### [TEXT TO READ]
━━━━━━━━

It is fair for hoteliers to question value cost in respect to distribution, whilst recognising how hypermarkets provide customer value other than simply financial.
Market Tension
When there are market tensions and an imbalance in terms of power, where one side of the market feels to much restriction in respect to how they operate their business, then there can an obvious tendency to push back, or — better put — fight back. When this occurs, the value those with the power provide can often be forgotten during the battle to wrestle back power. Indeed, a mentality can build amongst some who question the very need for intermediaries, suggesting the market would be much better off without them.
It is sometimes forgotten that the role of an intermediary is to add value and provide expertise, and such forgetfulness is not confined to one side of the market. Often those with too much power can forget their very purpose too. Redressing the balance allows the market to press reset, allowing new solutions and innovations to provide greater value and reducing market tension.
One venue operator was speaking to us about how life would be easier for him without intermediaries and that more venue operators should unite to eradicate the markets’ need for them. Instead, customers would come directly to book his product. However, the assumption is that all customers are already familiar with his brand and would fully understand the benefits of booking his brand over that of his competition. Further, the presumption was that there would be a cost saving in such a scenario, with no need to increase marketing costs in other areas to compete with customers, because the brand was strong enough to attract business.

━━━━━━━━

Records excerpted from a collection
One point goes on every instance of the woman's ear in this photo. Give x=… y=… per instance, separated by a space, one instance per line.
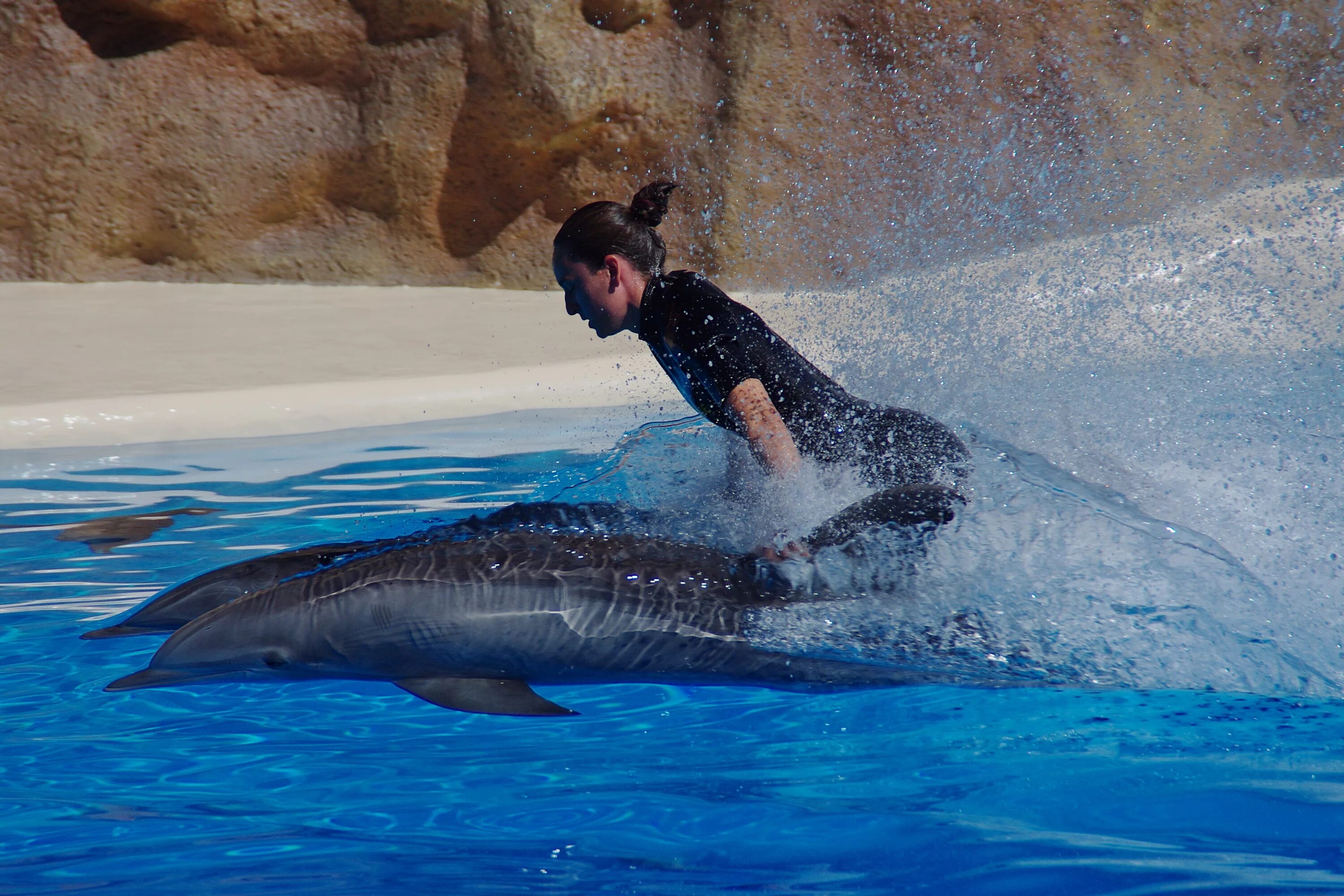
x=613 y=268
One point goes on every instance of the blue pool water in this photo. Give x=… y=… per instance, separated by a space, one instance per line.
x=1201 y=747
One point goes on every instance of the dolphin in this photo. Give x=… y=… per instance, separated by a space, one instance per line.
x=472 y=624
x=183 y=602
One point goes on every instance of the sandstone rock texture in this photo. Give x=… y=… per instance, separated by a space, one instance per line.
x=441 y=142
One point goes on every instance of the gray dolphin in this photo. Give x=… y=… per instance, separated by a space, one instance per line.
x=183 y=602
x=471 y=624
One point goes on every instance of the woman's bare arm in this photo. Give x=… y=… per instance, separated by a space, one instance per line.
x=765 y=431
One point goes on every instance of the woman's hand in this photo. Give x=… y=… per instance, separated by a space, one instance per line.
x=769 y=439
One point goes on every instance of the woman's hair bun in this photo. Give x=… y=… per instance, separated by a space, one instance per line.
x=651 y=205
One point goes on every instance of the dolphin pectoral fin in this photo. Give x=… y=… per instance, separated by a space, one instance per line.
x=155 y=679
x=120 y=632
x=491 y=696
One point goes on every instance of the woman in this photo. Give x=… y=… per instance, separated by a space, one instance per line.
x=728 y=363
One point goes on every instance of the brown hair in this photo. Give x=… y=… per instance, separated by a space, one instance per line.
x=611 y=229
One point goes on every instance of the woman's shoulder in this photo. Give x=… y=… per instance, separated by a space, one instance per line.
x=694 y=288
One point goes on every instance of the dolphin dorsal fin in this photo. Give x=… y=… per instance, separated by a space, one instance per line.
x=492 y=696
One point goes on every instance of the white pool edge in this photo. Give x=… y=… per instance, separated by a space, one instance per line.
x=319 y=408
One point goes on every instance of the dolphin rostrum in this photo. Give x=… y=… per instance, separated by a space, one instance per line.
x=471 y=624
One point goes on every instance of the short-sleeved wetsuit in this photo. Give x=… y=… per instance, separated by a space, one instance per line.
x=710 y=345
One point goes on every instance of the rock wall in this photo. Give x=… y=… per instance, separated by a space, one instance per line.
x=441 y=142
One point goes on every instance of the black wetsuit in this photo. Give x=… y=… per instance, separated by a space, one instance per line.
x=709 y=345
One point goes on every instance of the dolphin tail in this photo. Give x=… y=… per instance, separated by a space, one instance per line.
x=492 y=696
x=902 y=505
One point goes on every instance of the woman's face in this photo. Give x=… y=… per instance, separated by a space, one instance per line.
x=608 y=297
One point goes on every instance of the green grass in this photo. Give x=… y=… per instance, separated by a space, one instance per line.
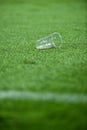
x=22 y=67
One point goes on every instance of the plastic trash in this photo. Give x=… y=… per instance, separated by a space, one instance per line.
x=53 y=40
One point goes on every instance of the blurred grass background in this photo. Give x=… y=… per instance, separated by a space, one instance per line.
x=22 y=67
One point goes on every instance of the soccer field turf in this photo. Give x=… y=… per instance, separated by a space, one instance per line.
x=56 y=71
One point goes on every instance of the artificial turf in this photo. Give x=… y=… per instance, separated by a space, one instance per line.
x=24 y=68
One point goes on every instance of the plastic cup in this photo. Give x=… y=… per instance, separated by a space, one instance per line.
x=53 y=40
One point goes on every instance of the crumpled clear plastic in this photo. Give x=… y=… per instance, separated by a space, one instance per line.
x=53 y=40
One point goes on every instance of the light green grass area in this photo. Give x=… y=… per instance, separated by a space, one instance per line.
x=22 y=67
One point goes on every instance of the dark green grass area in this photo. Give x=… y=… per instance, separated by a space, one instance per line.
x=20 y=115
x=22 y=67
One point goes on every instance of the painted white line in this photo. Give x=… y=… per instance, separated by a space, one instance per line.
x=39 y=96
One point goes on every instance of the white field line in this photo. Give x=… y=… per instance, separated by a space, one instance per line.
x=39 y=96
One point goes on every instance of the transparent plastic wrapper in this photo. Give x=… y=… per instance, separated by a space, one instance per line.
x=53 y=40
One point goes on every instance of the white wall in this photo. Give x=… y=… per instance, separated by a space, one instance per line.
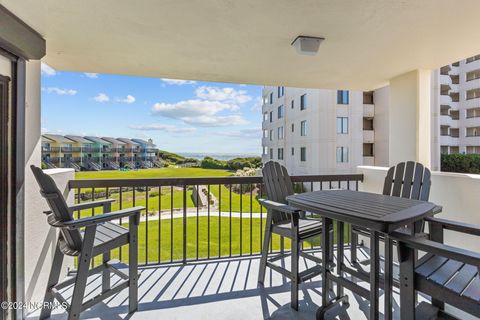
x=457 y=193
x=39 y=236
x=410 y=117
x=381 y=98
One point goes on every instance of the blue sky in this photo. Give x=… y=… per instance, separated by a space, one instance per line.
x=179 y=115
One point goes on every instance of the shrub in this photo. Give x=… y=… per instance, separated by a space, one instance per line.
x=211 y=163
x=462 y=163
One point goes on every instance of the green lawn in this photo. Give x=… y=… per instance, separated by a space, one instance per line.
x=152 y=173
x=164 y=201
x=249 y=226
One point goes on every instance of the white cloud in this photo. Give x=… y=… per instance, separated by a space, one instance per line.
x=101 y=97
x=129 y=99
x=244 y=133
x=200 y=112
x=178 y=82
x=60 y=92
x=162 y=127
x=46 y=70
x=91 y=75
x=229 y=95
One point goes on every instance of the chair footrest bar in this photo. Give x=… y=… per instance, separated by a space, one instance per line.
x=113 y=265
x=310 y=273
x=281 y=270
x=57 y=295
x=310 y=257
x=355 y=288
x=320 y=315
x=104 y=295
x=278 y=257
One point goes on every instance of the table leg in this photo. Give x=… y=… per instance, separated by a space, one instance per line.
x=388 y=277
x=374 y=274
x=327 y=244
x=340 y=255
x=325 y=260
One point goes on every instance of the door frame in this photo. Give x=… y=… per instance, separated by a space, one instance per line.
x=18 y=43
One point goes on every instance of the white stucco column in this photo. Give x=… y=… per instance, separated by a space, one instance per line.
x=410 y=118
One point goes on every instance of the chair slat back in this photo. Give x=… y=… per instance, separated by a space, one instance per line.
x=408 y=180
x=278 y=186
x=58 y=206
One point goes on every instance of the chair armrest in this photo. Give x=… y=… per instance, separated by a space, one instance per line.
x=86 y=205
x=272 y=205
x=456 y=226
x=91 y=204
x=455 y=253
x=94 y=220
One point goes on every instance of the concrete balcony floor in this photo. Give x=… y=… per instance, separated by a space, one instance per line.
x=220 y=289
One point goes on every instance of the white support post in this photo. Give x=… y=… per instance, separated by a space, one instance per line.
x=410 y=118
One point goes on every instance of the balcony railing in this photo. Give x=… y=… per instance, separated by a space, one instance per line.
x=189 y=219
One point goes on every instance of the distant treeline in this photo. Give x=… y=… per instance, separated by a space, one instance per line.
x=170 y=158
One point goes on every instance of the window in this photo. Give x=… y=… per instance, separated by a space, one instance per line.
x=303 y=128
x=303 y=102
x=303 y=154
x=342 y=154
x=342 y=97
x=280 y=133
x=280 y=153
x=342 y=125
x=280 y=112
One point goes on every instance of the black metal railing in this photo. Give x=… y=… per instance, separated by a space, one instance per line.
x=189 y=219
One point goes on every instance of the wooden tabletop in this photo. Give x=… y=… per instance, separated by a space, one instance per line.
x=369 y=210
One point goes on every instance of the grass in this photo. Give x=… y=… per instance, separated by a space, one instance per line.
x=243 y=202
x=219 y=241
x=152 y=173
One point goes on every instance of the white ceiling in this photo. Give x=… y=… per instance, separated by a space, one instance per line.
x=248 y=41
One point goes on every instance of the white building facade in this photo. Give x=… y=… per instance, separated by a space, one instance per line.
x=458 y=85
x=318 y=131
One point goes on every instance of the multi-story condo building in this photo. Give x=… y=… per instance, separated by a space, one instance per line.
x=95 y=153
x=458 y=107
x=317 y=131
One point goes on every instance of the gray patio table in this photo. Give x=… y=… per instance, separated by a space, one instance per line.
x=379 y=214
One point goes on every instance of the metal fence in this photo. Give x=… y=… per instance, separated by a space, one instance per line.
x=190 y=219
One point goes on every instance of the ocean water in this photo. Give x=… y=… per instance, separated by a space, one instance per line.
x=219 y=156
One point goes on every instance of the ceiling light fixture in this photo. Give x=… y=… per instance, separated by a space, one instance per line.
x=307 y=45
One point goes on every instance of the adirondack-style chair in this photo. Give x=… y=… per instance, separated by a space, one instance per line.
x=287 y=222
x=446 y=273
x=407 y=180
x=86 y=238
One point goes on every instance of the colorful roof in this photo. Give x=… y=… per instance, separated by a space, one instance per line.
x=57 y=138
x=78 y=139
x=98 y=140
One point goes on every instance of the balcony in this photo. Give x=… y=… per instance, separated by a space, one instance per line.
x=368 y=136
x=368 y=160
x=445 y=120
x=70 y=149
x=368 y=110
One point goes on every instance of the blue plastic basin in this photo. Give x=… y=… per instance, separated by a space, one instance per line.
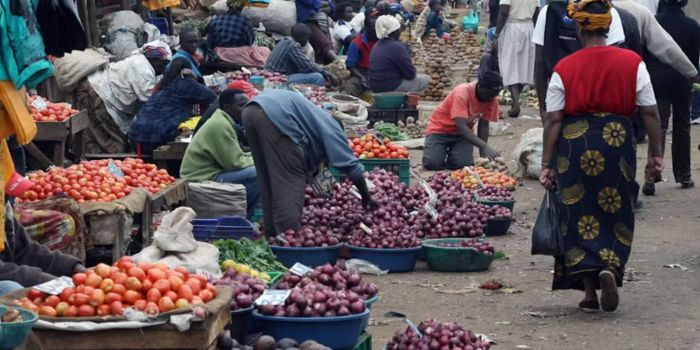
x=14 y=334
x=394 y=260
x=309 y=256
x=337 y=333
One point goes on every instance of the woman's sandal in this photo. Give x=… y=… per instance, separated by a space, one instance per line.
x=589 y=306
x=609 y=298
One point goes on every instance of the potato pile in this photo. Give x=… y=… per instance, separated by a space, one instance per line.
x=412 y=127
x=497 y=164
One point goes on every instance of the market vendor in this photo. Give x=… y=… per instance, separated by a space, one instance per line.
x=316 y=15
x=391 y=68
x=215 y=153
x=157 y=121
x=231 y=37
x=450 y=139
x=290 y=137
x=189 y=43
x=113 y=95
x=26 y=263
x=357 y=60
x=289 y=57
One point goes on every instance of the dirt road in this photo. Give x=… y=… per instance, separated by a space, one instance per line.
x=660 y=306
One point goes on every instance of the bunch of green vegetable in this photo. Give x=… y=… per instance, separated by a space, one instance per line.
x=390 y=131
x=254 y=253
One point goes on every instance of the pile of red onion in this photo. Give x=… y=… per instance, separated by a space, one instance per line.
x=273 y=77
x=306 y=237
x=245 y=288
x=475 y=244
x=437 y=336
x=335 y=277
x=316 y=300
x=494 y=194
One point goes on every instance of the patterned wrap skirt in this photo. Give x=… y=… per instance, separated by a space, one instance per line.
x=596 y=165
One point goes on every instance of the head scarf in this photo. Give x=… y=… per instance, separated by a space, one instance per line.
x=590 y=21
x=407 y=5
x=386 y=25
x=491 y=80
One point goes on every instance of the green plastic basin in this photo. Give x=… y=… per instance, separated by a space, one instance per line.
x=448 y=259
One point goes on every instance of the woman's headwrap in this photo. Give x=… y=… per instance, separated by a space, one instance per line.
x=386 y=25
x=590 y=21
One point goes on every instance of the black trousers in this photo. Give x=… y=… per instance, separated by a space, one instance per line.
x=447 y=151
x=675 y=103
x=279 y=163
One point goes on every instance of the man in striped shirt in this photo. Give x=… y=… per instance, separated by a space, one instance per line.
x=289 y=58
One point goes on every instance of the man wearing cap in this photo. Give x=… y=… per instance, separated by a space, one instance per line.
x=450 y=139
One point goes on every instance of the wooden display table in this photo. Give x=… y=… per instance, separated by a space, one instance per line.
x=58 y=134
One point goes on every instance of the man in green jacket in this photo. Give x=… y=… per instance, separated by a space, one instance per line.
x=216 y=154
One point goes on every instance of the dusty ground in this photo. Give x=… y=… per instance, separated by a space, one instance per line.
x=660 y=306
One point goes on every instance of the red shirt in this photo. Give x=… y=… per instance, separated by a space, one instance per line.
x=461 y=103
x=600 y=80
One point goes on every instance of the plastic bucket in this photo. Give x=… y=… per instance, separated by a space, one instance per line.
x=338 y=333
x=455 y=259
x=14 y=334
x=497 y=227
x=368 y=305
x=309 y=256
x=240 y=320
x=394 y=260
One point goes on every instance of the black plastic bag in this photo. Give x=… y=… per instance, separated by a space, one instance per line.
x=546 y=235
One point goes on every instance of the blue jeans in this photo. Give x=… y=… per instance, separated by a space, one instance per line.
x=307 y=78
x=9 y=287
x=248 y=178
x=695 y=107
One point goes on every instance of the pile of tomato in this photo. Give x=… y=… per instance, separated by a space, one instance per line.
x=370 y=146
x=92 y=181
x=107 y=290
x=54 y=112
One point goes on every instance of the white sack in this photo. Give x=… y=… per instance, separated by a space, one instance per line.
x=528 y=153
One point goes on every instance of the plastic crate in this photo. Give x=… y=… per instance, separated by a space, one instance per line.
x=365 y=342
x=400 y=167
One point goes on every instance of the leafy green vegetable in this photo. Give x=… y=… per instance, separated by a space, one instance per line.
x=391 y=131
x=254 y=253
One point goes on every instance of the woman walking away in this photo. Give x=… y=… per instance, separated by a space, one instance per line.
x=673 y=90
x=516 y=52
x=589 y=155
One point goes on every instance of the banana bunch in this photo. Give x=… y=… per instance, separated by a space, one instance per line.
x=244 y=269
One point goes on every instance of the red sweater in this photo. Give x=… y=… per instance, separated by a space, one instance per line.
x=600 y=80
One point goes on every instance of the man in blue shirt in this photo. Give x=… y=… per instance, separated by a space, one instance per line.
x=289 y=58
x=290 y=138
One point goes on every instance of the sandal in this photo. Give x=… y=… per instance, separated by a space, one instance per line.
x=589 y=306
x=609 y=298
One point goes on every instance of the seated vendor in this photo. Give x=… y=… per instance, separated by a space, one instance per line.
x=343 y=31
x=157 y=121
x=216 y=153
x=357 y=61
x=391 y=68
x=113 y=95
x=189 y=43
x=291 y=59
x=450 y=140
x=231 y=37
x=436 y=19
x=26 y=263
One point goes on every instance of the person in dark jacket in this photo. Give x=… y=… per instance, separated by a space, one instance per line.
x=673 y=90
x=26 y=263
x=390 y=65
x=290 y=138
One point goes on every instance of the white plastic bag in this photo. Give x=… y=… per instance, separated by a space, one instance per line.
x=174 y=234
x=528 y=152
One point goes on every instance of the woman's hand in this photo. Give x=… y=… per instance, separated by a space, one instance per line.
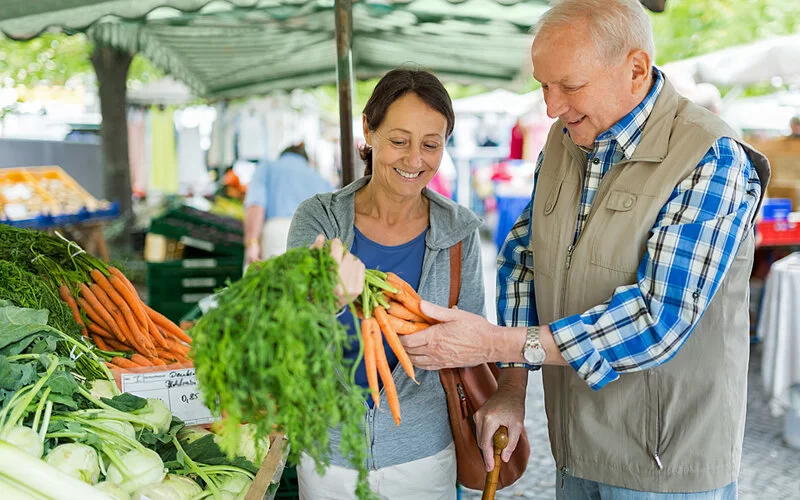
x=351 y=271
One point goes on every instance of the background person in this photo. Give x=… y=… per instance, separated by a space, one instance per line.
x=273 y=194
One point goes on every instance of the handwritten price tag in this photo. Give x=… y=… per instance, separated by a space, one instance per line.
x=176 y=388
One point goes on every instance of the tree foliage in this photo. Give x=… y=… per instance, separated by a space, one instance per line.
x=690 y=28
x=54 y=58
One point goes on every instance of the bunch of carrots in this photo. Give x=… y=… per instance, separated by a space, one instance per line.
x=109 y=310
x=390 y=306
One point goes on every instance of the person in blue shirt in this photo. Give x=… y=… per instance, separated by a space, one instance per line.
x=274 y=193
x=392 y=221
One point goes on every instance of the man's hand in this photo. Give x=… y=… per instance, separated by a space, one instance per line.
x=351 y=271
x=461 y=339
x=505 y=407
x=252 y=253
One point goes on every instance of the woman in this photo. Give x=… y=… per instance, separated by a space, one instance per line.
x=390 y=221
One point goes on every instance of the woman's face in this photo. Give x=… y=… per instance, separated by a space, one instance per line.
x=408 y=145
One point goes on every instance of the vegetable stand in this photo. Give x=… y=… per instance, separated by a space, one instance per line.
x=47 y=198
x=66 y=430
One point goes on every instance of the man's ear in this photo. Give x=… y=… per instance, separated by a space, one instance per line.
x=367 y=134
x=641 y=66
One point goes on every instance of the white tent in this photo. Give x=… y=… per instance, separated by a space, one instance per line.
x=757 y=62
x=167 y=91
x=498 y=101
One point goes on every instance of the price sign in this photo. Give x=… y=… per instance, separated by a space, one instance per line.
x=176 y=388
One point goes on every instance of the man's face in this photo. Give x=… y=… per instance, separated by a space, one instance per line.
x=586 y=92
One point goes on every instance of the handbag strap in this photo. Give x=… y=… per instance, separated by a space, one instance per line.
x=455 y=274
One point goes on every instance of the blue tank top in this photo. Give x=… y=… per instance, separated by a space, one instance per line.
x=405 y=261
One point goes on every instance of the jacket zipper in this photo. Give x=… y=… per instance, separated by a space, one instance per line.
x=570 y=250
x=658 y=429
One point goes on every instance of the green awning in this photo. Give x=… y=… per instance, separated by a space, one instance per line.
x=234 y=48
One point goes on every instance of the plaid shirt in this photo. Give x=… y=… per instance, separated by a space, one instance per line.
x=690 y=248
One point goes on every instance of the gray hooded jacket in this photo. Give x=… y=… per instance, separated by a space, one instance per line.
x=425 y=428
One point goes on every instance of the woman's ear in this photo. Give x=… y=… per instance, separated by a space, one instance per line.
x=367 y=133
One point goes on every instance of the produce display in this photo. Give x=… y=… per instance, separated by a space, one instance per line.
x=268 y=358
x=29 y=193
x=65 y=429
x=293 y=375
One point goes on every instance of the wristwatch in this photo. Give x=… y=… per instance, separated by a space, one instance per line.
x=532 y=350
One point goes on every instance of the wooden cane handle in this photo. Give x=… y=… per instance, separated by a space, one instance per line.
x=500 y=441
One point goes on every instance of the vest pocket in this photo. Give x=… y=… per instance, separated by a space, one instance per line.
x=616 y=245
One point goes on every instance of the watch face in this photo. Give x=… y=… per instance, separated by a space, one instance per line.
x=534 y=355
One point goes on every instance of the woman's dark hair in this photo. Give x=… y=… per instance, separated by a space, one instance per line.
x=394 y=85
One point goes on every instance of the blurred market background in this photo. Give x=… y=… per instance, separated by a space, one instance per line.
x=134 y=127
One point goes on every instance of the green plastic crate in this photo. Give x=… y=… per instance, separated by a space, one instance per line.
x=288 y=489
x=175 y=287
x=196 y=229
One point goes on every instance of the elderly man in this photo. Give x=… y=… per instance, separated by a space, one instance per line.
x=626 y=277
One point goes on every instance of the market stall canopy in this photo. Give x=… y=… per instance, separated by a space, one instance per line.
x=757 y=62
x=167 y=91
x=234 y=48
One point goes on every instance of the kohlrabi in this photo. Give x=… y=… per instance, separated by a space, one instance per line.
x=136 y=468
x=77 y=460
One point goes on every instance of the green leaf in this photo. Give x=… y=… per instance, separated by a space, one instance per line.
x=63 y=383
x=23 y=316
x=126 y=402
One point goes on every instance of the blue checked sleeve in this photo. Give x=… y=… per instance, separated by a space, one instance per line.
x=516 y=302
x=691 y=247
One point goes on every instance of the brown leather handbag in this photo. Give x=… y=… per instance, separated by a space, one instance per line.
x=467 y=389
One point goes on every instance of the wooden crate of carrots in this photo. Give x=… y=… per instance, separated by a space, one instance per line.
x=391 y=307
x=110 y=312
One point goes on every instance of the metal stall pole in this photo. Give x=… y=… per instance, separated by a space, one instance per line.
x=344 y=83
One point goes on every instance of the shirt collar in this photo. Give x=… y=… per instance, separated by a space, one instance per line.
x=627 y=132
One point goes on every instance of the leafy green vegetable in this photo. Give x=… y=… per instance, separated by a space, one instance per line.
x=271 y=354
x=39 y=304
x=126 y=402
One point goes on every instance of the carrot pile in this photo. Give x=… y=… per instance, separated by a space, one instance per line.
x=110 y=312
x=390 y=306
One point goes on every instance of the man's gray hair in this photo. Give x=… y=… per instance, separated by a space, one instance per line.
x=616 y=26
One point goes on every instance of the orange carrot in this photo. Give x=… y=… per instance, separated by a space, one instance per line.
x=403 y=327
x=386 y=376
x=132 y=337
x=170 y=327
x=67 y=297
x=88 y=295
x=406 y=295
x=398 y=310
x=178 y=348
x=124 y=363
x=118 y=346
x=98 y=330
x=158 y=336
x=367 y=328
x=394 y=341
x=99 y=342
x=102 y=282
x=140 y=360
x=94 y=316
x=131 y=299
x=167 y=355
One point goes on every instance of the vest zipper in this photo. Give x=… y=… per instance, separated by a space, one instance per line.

━━━━━━━━

### [YOUR TASKS]
[a] From the passage on hotel distribution, extract the words starting with "It is fair for" and going on through "off without them.".
[b] List each outcome that the passage on hotel distribution says comes from redressing the balance of power.

### [RESULTS IN ORDER]
[a]
It is fair for hoteliers to question value cost in respect to distribution, whilst recognising how hypermarkets provide customer value other than simply financial.
Market Tension
When there are market tensions and an imbalance in terms of power, where one side of the market feels to much restriction in respect to how they operate their business, then there can an obvious tendency to push back, or — better put — fight back. When this occurs, the value those with the power provide can often be forgotten during the battle to wrestle back power. Indeed, a mentality can build amongst some who question the very need for intermediaries, suggesting the market would be much better off without them.

[b]
- It allows the market to press reset.
- It allows new solutions and innovations to provide greater value.
- It reduces market tension.